Task description. From the line containing "Phrase: car windshield" through the final line of the records, reproduce every line exactly.

*** Begin section ***

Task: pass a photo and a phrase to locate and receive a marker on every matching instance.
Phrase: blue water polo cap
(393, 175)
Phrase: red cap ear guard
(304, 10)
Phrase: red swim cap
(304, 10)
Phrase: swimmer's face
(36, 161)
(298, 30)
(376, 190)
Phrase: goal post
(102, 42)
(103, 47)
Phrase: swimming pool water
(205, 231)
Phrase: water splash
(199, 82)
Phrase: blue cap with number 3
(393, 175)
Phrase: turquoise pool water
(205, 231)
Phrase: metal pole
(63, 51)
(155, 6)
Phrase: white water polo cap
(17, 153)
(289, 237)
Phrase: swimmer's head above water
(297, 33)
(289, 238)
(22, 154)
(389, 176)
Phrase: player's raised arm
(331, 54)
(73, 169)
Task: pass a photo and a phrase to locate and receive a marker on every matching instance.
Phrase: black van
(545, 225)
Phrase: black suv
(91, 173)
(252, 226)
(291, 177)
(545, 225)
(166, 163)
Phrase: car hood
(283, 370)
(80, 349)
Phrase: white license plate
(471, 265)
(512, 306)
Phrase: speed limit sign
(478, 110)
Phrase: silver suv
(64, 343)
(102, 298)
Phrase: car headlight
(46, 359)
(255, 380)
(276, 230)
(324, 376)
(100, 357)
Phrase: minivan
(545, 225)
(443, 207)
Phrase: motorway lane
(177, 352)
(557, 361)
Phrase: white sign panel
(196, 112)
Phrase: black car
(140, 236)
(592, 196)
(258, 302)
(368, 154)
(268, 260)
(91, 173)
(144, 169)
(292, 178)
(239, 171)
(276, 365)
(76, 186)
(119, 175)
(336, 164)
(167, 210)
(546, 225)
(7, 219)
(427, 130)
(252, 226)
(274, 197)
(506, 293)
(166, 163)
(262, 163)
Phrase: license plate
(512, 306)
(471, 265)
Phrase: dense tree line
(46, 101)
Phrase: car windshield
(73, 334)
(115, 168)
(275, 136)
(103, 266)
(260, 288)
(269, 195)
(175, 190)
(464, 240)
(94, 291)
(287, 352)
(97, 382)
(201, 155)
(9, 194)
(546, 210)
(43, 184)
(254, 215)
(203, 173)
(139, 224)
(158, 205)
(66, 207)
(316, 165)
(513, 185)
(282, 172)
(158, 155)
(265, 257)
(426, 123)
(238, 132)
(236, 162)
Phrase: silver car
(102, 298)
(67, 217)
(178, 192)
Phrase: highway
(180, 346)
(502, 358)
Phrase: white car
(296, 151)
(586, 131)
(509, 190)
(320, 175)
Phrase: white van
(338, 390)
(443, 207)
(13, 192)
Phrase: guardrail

*** End section ***

Reply to the task.
Phrase: car windshield
(73, 334)
(115, 168)
(275, 136)
(103, 266)
(260, 288)
(269, 195)
(175, 190)
(464, 240)
(94, 291)
(287, 352)
(97, 382)
(201, 155)
(9, 194)
(546, 210)
(43, 184)
(254, 215)
(203, 173)
(139, 224)
(158, 205)
(66, 207)
(316, 165)
(513, 185)
(282, 172)
(158, 155)
(265, 257)
(426, 123)
(238, 132)
(236, 162)
Phrase: silver car
(102, 298)
(67, 217)
(178, 192)
Phrase: highway
(180, 346)
(502, 358)
Phrase: white car
(296, 151)
(586, 131)
(509, 190)
(320, 175)
Phrase: white van
(338, 390)
(443, 207)
(13, 192)
Phrase: guardrail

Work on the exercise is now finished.